▶ _Your objective_
Copy the passage about Kodi Lee below word for word, from start to finish.

▶ _Reading text_

-----

Kodi Lee was born in 1996 with optic nerve hypoplasia, a condition that left him legally blind. He survived a lifesaving surgery at five days old and, in his early years, was diagnosed with autism.
To see him enter the stage brings two emotions to the surface: You may feel like you want to protect him from failure, and you want to cheer him on. Even Simon Cowell rose from his seat the first time he met Lee on “America’s Got Talent.” The famous judge and producer was worried for the young man who wobbled a bit when he walked and couldn’t make eye contact. But with the aid of his mother, Kodi Lee made his way to the piano bench.
The audience grew silent, their faces filled with hope and fear. Fingers resting on keys, lips testing the distance to the microphone, Lee transforms into a performer who delivers raw, emotional lyrics drawn out of some inner power. His voice settles into the tones of a seasoned traveler who has seen and understands the world. His pitch is perfect, and his range is remarkable. When he sings the lyrics to Calum Scott’s “Biblical,” it feels like the whole world is laid bare and the love he sings about is the only thing we really need.

-----

▶ _Information provided_
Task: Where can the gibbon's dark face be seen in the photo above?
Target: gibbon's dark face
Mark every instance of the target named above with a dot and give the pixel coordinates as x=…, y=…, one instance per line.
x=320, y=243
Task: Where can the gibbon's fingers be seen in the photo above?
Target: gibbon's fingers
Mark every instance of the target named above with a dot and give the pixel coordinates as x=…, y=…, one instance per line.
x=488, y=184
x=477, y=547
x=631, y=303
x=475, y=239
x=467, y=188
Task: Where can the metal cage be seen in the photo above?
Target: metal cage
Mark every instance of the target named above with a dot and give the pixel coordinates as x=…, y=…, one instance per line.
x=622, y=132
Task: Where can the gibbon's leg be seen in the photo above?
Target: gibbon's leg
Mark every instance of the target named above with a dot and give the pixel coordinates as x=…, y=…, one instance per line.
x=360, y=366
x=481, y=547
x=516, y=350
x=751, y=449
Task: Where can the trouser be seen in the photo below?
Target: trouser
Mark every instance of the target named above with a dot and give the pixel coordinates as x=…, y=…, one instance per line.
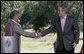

-----

▶ _Completed exercise_
Kodi Lee was born in 1996 with optic nerve hypoplasia, a condition that left him legally blind. He survived a lifesaving surgery at five days old and, in his early years, was diagnosed with autism.
To see him enter the stage brings two emotions to the surface: You may feel like you want to protect him from failure, and you want to cheer him on. Even Simon Cowell rose from his seat the first time he met Lee on “America’s Got Talent.” The famous judge and producer was worried for the young man who wobbled a bit when he walked and couldn’t make eye contact. But with the aid of his mother, Kodi Lee made his way to the piano bench.
The audience grew silent, their faces filled with hope and fear. Fingers resting on keys, lips testing the distance to the microphone, Lee transforms into a performer who delivers raw, emotional lyrics drawn out of some inner power. His voice settles into the tones of a seasoned traveler who has seen and understands the world. His pitch is perfect, and his range is remarkable. When he sings the lyrics to Calum Scott’s “Biblical,” it feels like the whole world is laid bare and the love he sings about is the only thing we really need.